> DIRECTIONS FOR THIS TASK: Exactly reproduce the lines beginning with the line that includes "Mark one point per instance of the gravel" and ending with the last line of the data.

╭─ GIVEN INFORMATION

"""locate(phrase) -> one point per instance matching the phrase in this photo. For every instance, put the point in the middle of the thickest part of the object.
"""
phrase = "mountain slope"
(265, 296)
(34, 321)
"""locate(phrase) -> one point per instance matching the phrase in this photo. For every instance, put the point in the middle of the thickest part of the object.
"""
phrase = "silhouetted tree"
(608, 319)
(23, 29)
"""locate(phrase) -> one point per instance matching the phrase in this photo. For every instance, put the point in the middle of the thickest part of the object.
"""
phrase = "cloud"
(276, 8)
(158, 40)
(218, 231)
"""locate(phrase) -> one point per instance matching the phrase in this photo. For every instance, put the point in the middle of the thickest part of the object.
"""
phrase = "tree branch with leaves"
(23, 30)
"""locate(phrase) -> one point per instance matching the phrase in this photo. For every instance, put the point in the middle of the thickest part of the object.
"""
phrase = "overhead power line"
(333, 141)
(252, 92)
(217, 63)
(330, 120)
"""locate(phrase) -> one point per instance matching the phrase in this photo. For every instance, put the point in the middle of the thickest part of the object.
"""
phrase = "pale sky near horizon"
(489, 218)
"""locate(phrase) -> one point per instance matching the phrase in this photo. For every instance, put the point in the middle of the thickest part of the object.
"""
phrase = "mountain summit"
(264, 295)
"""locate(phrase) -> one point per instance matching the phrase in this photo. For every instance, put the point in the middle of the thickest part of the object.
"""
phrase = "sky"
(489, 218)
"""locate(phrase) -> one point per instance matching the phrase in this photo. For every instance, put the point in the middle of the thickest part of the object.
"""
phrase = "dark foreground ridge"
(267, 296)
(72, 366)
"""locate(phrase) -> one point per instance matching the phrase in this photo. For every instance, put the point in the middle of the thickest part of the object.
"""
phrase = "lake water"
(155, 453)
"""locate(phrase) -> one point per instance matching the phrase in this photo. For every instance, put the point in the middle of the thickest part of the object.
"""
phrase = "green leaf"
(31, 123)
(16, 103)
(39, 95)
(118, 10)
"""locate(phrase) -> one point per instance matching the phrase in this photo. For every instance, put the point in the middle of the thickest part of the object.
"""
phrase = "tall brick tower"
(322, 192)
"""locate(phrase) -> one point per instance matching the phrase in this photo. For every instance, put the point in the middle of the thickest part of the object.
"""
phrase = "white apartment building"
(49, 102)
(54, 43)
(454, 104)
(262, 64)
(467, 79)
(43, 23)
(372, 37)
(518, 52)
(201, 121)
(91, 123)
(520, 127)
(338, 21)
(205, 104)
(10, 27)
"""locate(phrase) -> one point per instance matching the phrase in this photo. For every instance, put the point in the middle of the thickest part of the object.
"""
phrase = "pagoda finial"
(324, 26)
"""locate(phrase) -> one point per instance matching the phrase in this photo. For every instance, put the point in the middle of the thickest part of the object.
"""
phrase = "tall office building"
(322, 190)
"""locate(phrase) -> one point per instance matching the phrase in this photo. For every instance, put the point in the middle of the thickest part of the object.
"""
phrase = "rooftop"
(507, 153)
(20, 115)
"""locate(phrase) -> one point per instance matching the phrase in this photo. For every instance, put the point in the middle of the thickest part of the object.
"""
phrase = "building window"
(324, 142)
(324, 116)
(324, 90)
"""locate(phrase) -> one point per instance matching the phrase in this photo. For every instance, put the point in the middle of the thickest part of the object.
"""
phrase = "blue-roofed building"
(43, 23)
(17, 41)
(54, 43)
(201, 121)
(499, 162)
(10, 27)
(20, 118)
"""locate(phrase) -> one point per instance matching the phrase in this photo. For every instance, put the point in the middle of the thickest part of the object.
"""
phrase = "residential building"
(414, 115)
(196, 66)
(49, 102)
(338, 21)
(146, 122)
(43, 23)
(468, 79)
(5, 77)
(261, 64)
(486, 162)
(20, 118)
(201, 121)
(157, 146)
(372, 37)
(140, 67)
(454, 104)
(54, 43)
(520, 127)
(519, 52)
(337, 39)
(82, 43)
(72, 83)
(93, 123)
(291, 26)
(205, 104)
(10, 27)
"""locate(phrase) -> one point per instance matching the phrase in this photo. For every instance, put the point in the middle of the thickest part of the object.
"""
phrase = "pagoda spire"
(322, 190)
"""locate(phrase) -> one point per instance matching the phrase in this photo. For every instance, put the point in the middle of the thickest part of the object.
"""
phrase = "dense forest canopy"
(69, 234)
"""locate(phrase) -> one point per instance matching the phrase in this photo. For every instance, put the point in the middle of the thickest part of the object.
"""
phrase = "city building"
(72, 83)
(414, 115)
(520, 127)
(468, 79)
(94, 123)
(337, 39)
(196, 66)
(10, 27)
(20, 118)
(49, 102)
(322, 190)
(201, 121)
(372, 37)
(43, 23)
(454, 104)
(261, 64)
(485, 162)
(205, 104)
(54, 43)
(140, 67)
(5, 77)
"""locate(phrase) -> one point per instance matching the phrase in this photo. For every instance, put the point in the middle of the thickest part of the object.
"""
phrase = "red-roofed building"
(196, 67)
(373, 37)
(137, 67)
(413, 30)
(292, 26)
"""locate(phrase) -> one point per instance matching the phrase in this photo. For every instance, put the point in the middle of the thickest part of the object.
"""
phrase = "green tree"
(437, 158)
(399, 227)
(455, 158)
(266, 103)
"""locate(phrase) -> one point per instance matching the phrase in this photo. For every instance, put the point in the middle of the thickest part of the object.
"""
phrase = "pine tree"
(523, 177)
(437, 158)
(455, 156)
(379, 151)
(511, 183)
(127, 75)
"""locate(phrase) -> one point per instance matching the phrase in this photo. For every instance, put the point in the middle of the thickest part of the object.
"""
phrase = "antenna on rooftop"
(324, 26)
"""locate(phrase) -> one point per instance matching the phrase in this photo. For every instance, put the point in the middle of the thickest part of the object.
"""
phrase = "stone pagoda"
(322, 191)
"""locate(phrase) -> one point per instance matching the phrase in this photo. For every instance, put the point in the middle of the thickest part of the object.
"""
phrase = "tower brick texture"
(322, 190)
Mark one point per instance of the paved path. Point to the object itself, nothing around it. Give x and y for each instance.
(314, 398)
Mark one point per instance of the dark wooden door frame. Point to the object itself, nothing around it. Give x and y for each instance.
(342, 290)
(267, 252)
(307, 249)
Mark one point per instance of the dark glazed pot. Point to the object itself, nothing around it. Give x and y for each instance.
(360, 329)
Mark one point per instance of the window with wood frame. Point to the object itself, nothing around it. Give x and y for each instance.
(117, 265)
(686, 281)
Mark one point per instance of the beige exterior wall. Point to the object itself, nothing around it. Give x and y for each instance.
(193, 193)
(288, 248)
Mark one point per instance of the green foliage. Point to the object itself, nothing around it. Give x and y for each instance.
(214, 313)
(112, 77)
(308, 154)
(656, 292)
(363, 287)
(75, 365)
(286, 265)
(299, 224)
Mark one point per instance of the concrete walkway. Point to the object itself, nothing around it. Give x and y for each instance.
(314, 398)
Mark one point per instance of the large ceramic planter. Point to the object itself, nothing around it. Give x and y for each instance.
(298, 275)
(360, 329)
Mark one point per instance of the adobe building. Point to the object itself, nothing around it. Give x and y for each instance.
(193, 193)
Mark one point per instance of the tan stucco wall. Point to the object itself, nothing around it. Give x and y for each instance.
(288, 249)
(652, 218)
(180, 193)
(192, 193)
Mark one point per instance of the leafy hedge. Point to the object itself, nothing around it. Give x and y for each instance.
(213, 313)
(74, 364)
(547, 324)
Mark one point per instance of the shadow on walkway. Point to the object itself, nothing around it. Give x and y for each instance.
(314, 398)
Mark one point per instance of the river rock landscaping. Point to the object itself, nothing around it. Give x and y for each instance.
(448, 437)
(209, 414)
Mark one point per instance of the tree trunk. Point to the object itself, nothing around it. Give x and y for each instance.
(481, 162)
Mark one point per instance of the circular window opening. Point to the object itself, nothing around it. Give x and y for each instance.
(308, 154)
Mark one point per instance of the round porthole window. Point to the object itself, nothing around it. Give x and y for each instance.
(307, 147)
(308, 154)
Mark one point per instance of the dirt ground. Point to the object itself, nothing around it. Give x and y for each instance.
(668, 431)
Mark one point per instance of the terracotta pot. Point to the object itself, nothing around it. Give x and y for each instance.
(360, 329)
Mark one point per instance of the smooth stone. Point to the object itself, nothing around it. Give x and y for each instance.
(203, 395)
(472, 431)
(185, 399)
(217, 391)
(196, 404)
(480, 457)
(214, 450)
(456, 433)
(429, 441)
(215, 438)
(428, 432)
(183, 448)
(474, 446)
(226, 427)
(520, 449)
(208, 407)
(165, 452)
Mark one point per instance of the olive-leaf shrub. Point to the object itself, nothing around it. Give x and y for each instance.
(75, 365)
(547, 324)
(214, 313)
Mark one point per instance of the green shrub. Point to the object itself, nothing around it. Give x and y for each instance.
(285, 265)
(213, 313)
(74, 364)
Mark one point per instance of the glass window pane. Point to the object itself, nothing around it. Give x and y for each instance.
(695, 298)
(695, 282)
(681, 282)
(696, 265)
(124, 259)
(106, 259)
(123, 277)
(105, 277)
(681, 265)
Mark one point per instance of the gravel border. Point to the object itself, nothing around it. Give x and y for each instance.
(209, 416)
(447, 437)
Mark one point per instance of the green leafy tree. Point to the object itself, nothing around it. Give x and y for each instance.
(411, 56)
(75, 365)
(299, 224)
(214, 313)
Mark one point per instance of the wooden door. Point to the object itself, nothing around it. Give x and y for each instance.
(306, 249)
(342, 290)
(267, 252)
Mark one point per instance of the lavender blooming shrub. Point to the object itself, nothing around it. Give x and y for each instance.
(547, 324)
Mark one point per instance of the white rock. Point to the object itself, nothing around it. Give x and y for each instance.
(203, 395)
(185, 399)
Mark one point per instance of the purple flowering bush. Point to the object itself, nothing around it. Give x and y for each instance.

╰─

> RESULT FOR THIS EXERCISE:
Mark one point per instance of the gravel border. Point to the object itself, nothing around it. Give x and y for each instance.
(209, 416)
(447, 437)
Mark one point per instance of the green leafy tree. Point to the object itself, nothing around it. Give x and y for each instance.
(411, 56)
(75, 365)
(299, 224)
(214, 313)
Mark one point per instance of the wooden door. Point to the object itself, nothing around it. Give x and y for each instance.
(306, 249)
(342, 290)
(267, 252)
Mark one point per instance of the lavender blooming shrub. Point to the object itself, nothing around it. Give x and y for each instance.
(547, 324)
Mark one point per instance of the white rock. Point to the object itself, nothing around it. Give x and y for each instance.
(203, 395)
(185, 399)
Mark one point per instance of the purple flowering bush. Point to the object itself, nothing around it. Give x and y for each instance.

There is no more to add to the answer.